▶ Task details
Which lines below contain the string "pole", with case counting? Copy out each of them.

▶ Task data
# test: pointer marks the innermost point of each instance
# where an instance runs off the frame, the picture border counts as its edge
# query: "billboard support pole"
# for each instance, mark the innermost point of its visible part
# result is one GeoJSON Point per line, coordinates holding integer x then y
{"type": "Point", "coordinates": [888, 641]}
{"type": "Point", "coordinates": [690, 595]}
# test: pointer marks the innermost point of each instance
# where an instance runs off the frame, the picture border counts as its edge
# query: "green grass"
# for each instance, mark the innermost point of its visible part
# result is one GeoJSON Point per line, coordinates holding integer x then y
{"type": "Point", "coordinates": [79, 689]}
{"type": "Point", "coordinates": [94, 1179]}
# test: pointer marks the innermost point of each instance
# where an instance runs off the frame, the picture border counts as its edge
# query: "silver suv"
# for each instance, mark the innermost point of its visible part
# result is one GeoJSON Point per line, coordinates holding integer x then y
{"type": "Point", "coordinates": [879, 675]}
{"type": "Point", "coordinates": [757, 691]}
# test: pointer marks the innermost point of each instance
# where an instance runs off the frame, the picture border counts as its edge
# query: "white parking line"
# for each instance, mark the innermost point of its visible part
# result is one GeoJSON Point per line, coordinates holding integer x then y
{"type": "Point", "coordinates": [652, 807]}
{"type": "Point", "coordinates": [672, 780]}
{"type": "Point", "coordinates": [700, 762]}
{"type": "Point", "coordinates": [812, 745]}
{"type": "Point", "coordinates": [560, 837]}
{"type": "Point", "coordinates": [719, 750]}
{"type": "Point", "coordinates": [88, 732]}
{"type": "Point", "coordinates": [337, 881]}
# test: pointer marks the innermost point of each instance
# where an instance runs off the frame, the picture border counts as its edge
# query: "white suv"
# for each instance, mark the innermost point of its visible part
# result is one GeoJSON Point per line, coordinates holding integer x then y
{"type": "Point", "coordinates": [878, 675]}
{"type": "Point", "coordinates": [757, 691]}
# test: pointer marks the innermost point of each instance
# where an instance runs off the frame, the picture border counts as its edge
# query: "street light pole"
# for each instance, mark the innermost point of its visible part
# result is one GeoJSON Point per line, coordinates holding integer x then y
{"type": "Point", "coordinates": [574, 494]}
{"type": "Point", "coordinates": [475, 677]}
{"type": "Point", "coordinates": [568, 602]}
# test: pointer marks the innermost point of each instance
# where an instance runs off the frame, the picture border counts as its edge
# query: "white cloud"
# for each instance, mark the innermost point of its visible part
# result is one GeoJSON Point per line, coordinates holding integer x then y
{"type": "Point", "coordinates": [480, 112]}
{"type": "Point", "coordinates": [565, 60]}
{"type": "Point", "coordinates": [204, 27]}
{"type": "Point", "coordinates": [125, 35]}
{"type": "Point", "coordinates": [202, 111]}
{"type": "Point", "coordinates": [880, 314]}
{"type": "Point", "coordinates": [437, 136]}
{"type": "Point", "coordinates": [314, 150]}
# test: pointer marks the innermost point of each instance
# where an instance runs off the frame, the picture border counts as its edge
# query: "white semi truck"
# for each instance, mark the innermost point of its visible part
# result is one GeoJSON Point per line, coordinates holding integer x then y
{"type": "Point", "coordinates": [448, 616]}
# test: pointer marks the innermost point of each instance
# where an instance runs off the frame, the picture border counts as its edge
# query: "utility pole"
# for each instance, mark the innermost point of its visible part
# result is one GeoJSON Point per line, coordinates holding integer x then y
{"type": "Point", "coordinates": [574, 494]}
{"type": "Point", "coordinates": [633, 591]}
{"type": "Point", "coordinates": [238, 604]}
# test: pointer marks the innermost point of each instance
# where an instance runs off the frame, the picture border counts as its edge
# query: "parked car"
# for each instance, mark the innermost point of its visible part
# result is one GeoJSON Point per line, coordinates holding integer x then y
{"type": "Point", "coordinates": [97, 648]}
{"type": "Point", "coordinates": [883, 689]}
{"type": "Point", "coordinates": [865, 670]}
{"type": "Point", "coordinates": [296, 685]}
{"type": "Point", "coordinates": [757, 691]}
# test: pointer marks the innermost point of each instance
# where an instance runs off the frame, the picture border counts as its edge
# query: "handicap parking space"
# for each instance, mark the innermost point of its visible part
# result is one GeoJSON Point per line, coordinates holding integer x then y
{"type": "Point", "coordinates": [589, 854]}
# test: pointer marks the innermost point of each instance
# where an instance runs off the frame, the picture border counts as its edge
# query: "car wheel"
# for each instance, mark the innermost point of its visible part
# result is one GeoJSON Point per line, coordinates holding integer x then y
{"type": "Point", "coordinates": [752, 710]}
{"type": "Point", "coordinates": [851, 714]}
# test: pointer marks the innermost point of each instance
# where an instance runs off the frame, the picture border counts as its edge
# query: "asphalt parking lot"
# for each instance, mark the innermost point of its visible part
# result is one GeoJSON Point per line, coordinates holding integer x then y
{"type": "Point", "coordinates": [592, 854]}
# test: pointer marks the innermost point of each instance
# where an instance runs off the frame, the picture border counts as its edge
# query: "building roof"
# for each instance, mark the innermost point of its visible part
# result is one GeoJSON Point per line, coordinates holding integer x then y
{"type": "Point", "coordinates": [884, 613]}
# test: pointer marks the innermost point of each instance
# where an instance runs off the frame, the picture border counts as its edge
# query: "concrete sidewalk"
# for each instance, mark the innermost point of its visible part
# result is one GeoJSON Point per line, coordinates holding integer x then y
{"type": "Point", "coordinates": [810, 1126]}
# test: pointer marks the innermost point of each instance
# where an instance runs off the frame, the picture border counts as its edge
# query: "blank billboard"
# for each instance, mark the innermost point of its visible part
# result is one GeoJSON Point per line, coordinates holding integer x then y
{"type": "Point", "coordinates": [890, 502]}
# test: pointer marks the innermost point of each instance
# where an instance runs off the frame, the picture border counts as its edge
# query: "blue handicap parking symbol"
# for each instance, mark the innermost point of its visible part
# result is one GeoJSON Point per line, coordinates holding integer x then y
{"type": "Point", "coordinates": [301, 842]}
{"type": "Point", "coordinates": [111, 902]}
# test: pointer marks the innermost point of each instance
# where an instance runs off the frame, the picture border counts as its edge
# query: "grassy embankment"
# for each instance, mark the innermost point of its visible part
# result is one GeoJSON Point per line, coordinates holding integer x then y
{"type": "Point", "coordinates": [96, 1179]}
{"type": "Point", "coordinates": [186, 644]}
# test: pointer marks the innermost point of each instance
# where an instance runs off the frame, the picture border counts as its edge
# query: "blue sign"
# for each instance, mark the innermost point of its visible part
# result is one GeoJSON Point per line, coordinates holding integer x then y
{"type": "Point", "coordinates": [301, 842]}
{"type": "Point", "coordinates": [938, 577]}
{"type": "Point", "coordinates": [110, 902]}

▶ Solution to this exercise
# query: "billboard support pole"
# query: "street light pole"
# query: "utility pole"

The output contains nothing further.